**EXERCISE BRIEF**
Reproduce only the lines that run from the line containing "For each instance of the smartphone, the" to the end of the entries below, exactly as they stand.

**GIVEN RECORDS**
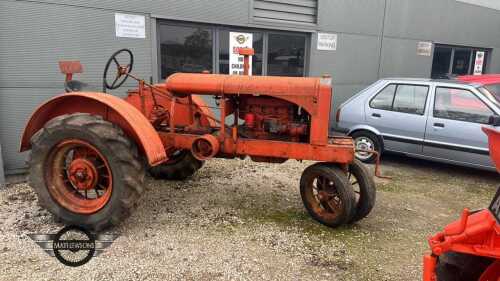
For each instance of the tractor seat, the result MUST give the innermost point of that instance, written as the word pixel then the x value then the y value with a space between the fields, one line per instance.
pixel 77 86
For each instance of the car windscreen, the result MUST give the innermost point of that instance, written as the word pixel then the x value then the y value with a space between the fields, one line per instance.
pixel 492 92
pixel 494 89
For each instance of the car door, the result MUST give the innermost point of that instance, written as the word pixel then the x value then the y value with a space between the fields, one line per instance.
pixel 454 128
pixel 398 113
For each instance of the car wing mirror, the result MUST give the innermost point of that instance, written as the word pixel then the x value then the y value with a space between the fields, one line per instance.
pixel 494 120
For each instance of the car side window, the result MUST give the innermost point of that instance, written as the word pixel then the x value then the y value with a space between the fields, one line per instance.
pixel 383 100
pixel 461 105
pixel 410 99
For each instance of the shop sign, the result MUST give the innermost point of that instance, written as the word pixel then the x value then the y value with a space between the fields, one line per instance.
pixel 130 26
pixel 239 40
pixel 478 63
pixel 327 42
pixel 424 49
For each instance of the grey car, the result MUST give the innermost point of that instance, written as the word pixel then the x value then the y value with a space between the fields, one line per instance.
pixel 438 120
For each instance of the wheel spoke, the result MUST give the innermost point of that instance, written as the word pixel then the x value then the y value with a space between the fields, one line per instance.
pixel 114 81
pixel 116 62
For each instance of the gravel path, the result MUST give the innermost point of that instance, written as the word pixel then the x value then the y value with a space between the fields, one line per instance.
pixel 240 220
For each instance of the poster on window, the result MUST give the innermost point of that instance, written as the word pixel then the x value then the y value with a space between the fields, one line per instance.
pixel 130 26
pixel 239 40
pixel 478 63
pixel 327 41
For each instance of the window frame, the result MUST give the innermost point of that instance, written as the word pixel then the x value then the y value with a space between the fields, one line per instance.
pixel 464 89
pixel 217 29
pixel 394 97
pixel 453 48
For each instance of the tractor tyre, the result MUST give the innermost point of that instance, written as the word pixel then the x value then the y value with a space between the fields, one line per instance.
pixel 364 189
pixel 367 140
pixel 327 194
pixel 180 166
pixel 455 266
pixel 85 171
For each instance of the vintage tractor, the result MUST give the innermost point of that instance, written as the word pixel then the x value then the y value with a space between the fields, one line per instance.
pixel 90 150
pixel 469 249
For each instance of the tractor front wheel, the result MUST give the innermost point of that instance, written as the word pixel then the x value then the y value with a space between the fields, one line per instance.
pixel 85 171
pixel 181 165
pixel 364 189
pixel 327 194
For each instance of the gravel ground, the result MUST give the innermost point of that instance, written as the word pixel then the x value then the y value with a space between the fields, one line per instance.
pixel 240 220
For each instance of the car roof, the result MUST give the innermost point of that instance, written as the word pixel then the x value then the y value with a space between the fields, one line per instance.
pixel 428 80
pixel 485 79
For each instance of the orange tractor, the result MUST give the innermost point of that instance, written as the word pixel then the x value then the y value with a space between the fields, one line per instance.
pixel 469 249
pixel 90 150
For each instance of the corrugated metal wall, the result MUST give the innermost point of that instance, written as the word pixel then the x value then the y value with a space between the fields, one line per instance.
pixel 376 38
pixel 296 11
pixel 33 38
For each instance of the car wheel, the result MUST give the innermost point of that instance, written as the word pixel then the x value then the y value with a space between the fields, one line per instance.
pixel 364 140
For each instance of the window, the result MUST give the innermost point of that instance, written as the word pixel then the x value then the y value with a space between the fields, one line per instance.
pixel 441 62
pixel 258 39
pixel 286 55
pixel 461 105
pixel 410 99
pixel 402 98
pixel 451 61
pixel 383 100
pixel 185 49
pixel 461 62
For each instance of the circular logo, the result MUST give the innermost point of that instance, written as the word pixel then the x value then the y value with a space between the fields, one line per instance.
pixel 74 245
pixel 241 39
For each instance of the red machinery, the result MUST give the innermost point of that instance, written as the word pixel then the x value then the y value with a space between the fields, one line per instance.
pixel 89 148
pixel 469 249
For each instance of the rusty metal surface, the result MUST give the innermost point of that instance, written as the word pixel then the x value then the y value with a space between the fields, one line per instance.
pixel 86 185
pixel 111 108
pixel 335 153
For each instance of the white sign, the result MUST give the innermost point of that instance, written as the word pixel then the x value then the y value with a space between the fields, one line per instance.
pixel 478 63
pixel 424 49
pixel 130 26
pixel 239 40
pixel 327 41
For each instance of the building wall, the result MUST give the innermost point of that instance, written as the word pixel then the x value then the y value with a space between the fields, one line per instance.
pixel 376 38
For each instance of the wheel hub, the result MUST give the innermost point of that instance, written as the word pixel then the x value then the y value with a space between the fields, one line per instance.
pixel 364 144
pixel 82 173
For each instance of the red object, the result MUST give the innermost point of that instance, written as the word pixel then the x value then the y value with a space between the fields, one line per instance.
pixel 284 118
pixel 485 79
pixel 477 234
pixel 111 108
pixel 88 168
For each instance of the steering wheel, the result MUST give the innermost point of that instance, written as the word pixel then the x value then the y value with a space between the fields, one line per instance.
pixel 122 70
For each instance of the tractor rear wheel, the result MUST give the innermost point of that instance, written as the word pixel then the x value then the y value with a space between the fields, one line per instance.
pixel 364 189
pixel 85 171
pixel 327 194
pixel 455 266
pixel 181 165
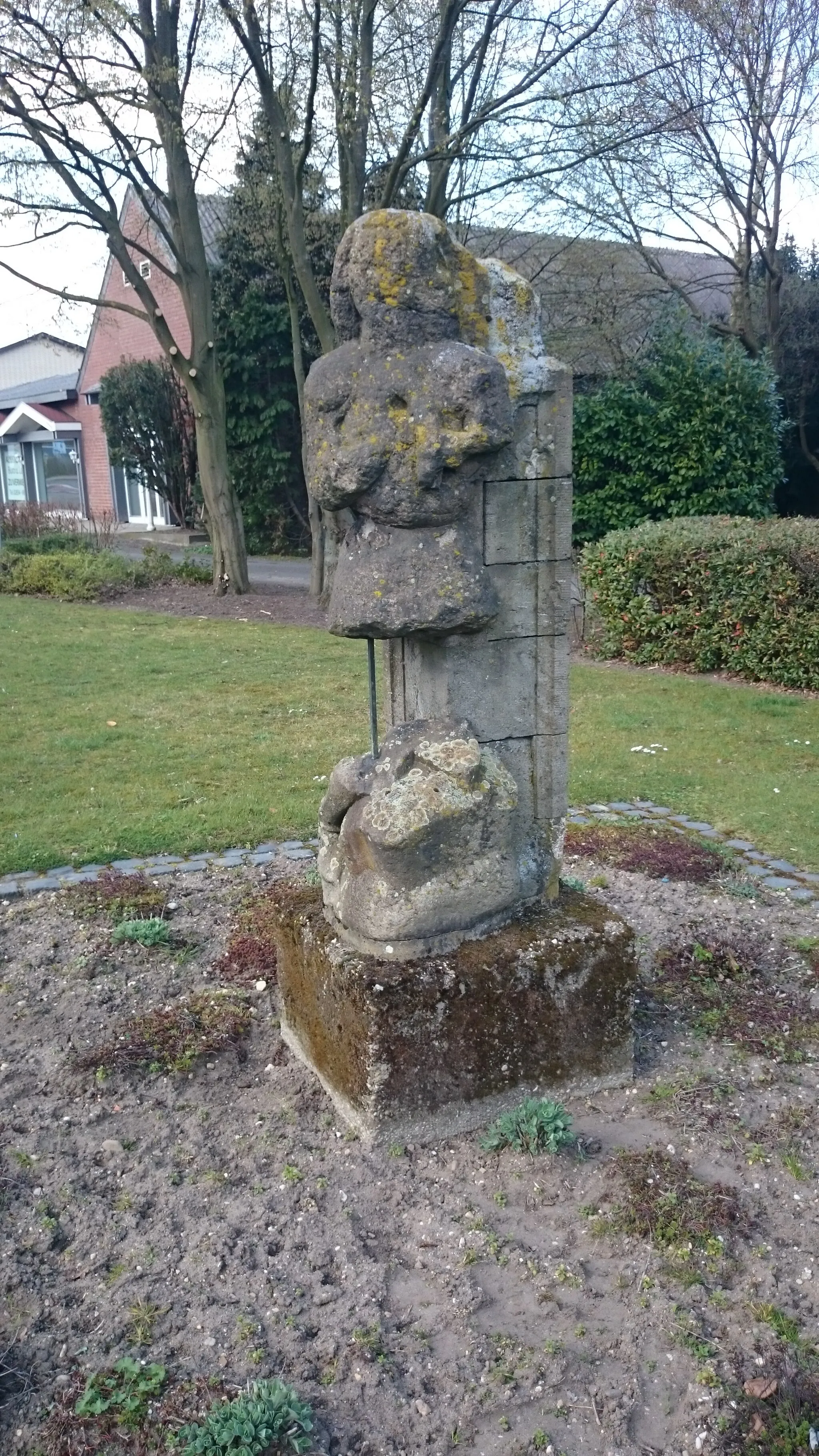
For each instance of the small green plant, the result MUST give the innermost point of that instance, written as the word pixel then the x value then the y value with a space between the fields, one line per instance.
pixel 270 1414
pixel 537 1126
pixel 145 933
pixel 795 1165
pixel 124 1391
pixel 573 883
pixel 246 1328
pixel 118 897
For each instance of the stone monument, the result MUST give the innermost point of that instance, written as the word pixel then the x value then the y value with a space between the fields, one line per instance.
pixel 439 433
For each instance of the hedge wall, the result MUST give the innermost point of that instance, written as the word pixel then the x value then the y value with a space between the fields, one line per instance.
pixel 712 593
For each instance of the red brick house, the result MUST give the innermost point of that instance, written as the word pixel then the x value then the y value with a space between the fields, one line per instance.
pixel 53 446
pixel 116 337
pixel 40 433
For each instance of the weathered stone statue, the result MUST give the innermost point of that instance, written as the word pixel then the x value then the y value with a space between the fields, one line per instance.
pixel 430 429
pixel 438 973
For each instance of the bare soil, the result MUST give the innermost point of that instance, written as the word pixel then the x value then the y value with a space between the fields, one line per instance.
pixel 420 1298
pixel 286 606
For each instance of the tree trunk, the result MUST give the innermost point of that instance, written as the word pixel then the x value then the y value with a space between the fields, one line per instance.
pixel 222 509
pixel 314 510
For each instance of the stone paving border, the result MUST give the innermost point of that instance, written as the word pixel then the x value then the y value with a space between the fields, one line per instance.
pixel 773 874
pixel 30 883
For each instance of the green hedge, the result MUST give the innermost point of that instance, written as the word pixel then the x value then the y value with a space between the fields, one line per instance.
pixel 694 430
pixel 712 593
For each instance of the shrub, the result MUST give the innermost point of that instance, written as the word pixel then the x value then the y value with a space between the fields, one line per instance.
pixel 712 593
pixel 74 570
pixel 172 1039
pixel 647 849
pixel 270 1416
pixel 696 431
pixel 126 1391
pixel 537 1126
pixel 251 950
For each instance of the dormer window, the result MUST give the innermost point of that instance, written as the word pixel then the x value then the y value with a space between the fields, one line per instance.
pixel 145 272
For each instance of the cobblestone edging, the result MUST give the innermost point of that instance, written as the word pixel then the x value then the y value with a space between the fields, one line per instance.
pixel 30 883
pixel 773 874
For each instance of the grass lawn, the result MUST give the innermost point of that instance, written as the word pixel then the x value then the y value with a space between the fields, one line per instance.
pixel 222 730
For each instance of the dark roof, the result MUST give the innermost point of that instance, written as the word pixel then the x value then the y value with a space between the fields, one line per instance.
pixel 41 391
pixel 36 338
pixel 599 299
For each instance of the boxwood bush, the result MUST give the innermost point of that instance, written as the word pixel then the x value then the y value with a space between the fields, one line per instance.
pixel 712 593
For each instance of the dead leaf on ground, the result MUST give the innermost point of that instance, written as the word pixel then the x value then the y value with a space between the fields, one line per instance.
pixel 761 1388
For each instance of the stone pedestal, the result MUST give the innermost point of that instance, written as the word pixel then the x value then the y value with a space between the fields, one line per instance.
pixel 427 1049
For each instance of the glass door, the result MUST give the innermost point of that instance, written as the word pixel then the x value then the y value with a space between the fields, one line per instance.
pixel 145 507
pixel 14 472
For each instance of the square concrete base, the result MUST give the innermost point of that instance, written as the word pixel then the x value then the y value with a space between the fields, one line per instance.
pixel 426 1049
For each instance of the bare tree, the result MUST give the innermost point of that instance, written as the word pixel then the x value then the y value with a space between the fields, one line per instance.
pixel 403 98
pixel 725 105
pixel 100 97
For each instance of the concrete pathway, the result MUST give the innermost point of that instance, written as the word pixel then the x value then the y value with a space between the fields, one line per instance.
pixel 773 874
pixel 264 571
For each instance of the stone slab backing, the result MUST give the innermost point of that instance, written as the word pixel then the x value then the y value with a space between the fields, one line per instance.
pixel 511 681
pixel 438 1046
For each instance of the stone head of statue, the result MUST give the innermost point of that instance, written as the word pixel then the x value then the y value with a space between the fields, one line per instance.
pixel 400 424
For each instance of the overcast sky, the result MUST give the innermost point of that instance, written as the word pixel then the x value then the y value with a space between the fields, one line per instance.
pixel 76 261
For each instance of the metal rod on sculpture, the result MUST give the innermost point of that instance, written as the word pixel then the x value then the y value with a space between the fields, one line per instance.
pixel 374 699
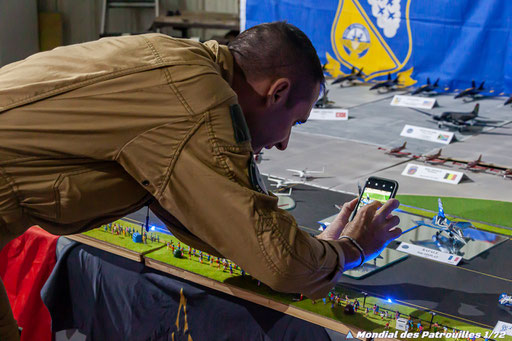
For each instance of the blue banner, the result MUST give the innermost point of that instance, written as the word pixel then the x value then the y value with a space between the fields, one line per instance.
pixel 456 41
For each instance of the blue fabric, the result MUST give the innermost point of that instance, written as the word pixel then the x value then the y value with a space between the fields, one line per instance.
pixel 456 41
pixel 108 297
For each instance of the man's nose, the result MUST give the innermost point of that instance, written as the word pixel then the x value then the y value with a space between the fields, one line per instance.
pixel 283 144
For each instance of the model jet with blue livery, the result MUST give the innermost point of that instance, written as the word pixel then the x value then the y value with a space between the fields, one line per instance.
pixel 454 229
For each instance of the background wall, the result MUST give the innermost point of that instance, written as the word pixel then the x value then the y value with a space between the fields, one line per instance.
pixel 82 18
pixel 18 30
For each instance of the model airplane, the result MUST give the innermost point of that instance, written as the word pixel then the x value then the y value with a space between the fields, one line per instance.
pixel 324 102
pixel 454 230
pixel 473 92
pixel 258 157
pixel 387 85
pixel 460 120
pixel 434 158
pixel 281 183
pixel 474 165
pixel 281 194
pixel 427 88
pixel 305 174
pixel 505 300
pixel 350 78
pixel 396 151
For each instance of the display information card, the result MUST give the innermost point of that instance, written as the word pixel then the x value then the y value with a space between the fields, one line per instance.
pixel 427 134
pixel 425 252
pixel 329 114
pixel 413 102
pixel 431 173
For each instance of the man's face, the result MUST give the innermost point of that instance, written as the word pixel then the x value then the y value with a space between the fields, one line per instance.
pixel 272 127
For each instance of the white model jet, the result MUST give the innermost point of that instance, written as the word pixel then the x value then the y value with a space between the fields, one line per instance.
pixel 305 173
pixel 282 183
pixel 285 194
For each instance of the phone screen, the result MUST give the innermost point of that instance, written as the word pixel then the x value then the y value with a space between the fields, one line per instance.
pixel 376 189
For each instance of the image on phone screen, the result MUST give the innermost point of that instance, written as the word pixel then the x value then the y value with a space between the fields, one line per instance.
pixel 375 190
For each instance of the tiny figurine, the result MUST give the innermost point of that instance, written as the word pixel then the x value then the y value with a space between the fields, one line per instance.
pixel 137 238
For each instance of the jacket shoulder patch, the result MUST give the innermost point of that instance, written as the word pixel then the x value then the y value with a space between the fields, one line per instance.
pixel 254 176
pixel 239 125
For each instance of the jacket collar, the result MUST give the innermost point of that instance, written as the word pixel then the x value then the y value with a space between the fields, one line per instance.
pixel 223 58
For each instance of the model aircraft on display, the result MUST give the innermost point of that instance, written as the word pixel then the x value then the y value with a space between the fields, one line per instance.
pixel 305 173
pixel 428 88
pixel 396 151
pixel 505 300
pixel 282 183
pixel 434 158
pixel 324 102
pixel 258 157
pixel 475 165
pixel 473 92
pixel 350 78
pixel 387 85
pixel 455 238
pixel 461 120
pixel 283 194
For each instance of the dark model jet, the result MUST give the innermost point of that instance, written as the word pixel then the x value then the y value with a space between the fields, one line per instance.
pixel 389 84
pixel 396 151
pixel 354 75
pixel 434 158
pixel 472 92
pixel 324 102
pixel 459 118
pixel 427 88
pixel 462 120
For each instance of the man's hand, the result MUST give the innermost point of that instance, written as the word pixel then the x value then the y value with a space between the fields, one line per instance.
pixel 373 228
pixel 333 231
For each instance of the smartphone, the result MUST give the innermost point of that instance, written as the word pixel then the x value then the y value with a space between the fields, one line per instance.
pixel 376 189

**RESULT OF THE EXERCISE**
For each instance of the smartphone, the result MUST give the innermost point of that instance, written as the word pixel then the x value then the y value with a space between the fields, one line per instance.
pixel 376 189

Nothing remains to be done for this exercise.